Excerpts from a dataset
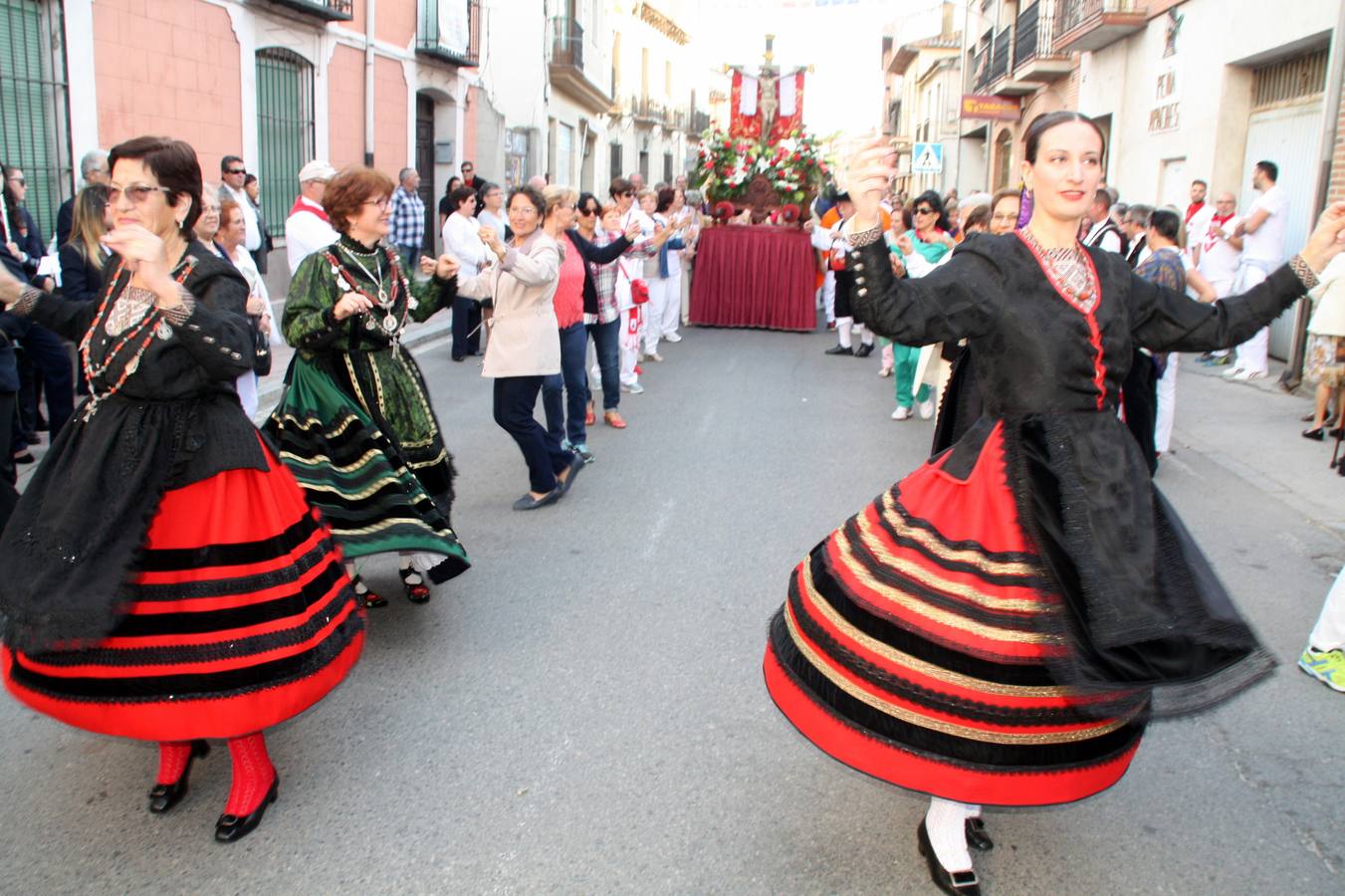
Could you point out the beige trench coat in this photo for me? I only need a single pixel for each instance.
(525, 337)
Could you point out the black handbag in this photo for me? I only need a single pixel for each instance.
(261, 348)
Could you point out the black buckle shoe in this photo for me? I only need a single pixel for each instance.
(953, 883)
(977, 835)
(164, 796)
(230, 827)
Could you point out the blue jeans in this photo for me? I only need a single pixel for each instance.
(545, 459)
(606, 340)
(566, 420)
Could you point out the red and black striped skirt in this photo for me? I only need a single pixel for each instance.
(909, 649)
(241, 616)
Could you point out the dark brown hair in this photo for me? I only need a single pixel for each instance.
(173, 164)
(1041, 124)
(349, 190)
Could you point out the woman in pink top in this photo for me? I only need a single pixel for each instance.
(565, 413)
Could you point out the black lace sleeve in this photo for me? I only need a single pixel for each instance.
(954, 302)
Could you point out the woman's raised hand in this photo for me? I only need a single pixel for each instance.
(1328, 238)
(868, 175)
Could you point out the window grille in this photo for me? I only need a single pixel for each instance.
(1288, 80)
(34, 117)
(286, 129)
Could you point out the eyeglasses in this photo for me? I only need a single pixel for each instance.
(137, 192)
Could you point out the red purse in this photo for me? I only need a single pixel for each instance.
(639, 290)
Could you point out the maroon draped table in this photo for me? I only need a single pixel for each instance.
(754, 278)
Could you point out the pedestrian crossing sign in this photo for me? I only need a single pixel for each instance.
(927, 157)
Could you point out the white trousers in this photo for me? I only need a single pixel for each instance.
(662, 310)
(1166, 405)
(631, 329)
(1251, 354)
(1329, 632)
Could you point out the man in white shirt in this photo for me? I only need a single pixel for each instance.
(493, 207)
(233, 174)
(309, 228)
(1103, 233)
(1263, 249)
(1218, 253)
(628, 271)
(463, 241)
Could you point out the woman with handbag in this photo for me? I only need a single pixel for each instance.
(164, 578)
(525, 344)
(355, 423)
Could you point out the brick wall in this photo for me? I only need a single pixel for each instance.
(168, 68)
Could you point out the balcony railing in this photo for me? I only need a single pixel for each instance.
(1001, 61)
(325, 10)
(1091, 25)
(449, 31)
(981, 70)
(566, 42)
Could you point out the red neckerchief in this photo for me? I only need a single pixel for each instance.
(303, 206)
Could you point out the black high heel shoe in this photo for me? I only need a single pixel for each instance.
(417, 592)
(230, 827)
(953, 883)
(977, 835)
(164, 796)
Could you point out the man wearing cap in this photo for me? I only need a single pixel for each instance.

▶ [What needs to be done] What is needed is an exact copy of the line containing "Could you point out the red neckerchief" and each line after it, through the final line of the entries above.

▶ [Solution to the exercise]
Could you point out the red neckerchief in this photo for me? I only need a single pixel for each instance.
(303, 206)
Could you point out the black high heel shoe in this photo for me? I only need a single pixel for each instance.
(417, 592)
(230, 827)
(953, 883)
(977, 835)
(164, 796)
Could you point out the man wearing cap in this photo for me? I only need a single pixel for each instance.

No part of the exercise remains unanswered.